Verilen alıntı:
════
Çok güzel hareketler
Olcay’ın attığı golden sonra mahçup sevincine karşılık Beşiktaş taraftarının golü alkışlaması bir olgunluk göstergesi. Eleştirenler fazlaydı, hiçbirine katılmam. Futbolcunun görevi o golü atmak ama sevinip sevinmemek ona kalmış. Abdülkadir heyecan verici. Top ayağına geldiğinde her an olağanüstü işler yapacak hissi veriyor. Olcay’a yaptığı asist ise gecenin en güzel hareketlerinden biriydi. Tavsiyem Lucescu’nun Trabzon maçlarını daha dikkatli izlemesi. Çünkü izlemeyince Volkan Şen’i seçiyor. Sanırım sahanın en kötüsü Burak Yılmaz’dı. Sırtını dayayıp top almayı hala öğrenememiş olması bir trajedi. Fakat Burak dökülürken Ersun Yanal’ın sahanın en iyisi Abdülkadir’i çıkarması daha büyük trajediydi. (Fanatik/Serkan Akcan)
410
Trabzonspor’un nerdeyse ilk yarı boyunca bir kez bile hazırlıksız yakalanmaması en dikkat çekici ayrıntıydı. Beşiktaş, vasatın üstüne çıkamadığı maçta iki kez öne geçmesine ve Fabri’nin performansına rağmen yorgunluğuna yenik düşerek 2 puan kaybetti.
Her şeyden önce rakibini iyi analiz eden Trabzonspor’un, nerdeyse ilk yarı boyunca bir kez bile hazırlıksız yakalanmaması en dikkat çekici ayrıntıydı. Kontrollü takımlara hücum etme konusunda sıkıntısı olmayan Beşiktaş ise 13. dakikada Talisca-Babel paslaşmasında Talisca’nın net plasesi ile bulduğu golden sonra tempoyu, aynı zamanda da oyunu kontrol etmekte zorlandı. Trabzonspor fırsatı kaçırmadı ve yeni yıldız adayı Abdülkadir’in harika pasında Olcay ile maçı eşitlerken, Beşiktaş taraftarının yedikleri gole rağmen eski oyuncularının hakkını vererek alkışlaması görülmeye değerdi. Aslında ilk 45 dakika Trabzon adına büyük şanstı.
Necip’ten katkıyı alamadı
Bordo-Mavili ekip, Quaresma, Atiba ve Oğuzhan’ın sahada olmayışını çok hisseden Beşiktaş’a özellikle de duran toplardan gol bulabilecekken fırsatları değerlendiremedi. İkinci yarıya direnci artırmak adına sarı kartlı Medel’i çıkararak Gökhan Gönül’ü oyuna alıp, Necip’i ortaya çekerek başlayan Beşiktaş, bu hamleden istediği katkıyı alamasa da Lens’in attığı golle yeniden öne geçti. Sekiz günde üçüncü sert maçını oynayan Beşiktaş’a karşı tempo artırmayı ancak gol yediğinde akıl edebilen Trabzonspor ise, Lens’in karşı karşıya kaldığı pozisyonda dönen topu Rodallega’nın hamlesi ile golle sonuçlandırarak, maçta durumu eşitledi.
════
Belirtilen amaç A: Listede "Find the water;" ifadesini içeren satırdan başlayıp listenin sonuna kadar giden satırları JSON dizisi olarak ver. Her satır ayrı bir dize olsun ve boş satırlar atlansın.

Kayıtlı liste:
════
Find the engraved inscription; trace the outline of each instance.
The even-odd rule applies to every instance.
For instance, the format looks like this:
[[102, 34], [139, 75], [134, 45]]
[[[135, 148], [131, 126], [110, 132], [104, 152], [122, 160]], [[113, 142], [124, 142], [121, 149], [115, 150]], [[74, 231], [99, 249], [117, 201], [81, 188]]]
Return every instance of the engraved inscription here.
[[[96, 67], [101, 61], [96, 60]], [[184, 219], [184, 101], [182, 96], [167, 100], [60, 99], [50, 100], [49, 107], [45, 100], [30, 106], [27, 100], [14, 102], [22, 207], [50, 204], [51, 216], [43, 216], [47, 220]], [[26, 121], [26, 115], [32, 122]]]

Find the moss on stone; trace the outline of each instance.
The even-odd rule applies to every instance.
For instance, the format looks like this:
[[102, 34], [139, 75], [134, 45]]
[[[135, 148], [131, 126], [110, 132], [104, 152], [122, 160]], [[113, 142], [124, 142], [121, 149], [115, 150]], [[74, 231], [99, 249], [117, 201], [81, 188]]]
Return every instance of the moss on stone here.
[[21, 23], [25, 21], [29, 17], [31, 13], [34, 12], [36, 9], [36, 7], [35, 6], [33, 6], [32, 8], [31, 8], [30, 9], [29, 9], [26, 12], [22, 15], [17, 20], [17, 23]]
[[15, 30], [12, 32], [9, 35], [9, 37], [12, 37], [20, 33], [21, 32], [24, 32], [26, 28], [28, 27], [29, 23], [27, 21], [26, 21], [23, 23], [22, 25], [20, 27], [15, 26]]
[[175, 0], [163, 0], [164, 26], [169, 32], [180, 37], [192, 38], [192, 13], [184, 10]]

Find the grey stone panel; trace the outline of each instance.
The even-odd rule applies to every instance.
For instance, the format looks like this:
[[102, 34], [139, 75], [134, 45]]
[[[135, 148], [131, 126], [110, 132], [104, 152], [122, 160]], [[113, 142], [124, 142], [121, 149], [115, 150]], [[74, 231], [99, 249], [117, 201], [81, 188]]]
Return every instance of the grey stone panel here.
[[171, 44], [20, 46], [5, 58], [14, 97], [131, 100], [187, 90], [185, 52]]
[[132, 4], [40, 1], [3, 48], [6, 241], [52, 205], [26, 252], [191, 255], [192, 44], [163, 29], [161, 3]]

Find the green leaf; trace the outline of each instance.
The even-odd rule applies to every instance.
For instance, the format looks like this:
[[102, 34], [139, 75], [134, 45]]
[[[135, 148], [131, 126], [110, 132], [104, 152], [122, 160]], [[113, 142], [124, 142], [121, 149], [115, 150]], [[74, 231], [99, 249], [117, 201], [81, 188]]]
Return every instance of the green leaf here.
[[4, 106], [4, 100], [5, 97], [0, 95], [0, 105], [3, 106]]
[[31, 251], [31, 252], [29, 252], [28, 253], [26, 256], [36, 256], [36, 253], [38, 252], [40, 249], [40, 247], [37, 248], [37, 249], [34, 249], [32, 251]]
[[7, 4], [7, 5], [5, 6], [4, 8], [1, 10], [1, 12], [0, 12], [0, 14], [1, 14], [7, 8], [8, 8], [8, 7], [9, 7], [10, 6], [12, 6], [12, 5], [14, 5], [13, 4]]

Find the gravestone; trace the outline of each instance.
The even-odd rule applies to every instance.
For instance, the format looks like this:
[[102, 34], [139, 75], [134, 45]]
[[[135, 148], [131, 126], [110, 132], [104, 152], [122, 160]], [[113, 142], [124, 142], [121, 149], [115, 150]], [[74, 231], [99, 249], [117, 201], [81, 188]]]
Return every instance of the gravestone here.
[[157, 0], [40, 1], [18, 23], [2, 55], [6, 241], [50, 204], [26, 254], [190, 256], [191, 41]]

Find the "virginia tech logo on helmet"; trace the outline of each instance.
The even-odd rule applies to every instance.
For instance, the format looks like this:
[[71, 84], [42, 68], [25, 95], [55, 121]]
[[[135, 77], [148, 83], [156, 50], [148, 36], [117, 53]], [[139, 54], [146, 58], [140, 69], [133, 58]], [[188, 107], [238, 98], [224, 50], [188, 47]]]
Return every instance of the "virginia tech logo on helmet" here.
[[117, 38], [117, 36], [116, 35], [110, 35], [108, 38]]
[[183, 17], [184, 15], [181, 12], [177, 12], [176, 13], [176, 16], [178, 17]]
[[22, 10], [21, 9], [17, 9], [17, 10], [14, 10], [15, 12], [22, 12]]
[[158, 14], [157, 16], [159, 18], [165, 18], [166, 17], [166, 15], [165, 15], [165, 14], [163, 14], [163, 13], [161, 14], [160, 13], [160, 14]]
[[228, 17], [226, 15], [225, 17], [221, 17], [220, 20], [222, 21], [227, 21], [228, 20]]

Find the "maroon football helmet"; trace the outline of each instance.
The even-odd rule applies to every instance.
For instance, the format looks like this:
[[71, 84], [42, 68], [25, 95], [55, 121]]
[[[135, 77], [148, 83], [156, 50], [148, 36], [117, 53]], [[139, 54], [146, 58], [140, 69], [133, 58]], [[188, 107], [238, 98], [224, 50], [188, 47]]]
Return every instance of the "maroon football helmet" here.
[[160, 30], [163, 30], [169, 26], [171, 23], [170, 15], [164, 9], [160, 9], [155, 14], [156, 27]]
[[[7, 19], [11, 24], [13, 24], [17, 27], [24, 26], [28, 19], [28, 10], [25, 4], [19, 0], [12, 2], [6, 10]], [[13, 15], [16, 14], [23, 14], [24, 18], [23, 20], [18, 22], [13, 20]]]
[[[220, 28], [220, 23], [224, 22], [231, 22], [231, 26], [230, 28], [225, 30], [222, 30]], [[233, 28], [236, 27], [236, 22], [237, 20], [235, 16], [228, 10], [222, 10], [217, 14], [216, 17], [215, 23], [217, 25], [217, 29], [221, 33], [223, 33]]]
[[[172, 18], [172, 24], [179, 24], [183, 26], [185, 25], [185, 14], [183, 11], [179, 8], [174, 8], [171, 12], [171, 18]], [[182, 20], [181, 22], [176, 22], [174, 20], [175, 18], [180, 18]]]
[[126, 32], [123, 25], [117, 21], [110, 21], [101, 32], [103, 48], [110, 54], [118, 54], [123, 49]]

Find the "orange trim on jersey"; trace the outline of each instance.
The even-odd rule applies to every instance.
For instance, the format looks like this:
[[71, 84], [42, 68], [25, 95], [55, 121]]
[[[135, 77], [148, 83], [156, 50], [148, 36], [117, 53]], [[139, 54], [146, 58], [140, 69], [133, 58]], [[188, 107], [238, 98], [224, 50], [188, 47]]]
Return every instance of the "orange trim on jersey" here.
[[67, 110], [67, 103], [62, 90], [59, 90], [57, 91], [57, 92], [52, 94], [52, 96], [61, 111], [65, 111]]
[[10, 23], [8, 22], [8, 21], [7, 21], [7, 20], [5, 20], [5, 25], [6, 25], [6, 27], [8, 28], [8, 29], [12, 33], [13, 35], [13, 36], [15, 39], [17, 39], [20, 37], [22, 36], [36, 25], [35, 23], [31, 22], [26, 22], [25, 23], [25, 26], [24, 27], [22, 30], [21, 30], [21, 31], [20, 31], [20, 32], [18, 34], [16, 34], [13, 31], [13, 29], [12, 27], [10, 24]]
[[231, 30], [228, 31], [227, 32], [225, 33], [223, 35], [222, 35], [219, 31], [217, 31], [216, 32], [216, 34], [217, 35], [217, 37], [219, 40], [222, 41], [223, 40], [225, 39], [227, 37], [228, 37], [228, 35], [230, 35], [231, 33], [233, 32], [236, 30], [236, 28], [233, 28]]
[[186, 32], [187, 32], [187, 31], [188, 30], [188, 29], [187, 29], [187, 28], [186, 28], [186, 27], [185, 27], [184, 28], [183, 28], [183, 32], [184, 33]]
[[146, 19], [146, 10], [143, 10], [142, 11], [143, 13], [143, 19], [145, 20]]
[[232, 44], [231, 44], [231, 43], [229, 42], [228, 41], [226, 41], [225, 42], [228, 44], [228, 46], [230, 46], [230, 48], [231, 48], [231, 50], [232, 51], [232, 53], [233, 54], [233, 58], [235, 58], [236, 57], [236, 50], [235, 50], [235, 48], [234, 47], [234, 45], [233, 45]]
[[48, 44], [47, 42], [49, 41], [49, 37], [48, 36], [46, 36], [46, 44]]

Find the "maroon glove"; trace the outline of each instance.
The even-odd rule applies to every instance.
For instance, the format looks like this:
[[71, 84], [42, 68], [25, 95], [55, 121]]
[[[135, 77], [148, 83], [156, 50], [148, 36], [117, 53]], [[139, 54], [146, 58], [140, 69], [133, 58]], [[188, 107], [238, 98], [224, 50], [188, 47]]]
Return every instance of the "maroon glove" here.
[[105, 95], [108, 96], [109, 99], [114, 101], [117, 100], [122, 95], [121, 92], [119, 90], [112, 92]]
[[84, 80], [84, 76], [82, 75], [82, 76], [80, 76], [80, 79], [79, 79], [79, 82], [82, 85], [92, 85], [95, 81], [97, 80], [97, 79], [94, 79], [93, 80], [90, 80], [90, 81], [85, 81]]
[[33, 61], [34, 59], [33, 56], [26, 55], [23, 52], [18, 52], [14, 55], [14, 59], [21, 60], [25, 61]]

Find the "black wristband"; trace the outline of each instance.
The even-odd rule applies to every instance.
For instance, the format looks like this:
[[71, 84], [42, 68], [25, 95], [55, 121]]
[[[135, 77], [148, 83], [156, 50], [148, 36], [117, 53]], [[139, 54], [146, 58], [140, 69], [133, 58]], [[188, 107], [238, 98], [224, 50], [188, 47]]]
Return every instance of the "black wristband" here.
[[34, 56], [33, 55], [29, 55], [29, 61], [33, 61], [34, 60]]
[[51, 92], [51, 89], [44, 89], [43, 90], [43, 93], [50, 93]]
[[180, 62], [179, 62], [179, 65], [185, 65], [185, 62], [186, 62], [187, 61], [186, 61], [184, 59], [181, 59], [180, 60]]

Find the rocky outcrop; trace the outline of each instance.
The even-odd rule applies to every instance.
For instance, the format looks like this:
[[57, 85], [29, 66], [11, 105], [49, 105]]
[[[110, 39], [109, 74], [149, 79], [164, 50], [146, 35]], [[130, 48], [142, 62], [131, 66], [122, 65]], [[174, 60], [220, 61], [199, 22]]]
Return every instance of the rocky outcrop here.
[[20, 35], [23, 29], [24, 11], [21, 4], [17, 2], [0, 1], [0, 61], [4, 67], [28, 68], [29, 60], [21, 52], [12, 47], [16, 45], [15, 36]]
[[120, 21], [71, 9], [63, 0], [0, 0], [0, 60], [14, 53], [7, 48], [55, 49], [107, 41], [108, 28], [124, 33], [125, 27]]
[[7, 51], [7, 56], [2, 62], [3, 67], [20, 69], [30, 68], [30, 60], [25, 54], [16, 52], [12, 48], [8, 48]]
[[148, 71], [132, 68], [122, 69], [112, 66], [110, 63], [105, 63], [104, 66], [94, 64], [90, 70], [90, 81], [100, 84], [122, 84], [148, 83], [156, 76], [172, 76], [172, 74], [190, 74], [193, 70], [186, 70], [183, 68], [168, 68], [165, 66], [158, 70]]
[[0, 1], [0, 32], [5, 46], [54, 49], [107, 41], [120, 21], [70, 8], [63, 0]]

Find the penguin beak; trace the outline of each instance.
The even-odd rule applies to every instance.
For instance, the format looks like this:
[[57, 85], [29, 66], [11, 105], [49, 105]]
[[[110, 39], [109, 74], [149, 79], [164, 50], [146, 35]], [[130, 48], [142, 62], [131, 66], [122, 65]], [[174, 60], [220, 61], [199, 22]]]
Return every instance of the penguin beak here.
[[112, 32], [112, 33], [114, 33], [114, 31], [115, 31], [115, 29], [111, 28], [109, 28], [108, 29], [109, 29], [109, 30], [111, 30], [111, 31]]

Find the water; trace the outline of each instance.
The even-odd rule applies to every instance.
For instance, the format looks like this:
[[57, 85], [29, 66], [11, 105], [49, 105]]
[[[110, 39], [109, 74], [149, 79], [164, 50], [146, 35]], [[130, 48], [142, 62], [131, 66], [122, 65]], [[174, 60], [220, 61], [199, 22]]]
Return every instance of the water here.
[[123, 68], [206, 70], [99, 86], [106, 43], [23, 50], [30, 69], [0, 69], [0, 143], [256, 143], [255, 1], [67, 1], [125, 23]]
════
Belirtilen amaç B: Beşiktaş–Trabzonspor maçı yazısında Beşiktaş'ı 13. dakikada öne geçiren golü hangi oyuncu atıyor?

Tamamlanmış yanıt A:
[
  "Find the water; trace the outline of each instance.",
  "The even-odd rule applies to every instance.",
  "For instance, the format looks like this:",
  "[[57, 85], [29, 66], [11, 105], [49, 105]]",
  "[[[110, 39], [109, 74], [149, 79], [164, 50], [146, 35]], [[130, 48], [142, 62], [131, 66], [122, 65]], [[174, 60], [220, 61], [199, 22]]]",
  "Return every instance of the water here.",
  "[[123, 68], [206, 70], [99, 86], [106, 43], [23, 50], [30, 69], [0, 69], [0, 143], [256, 143], [255, 1], [67, 1], [125, 23]]"
]

Tamamlanmış yanıt B: Talisca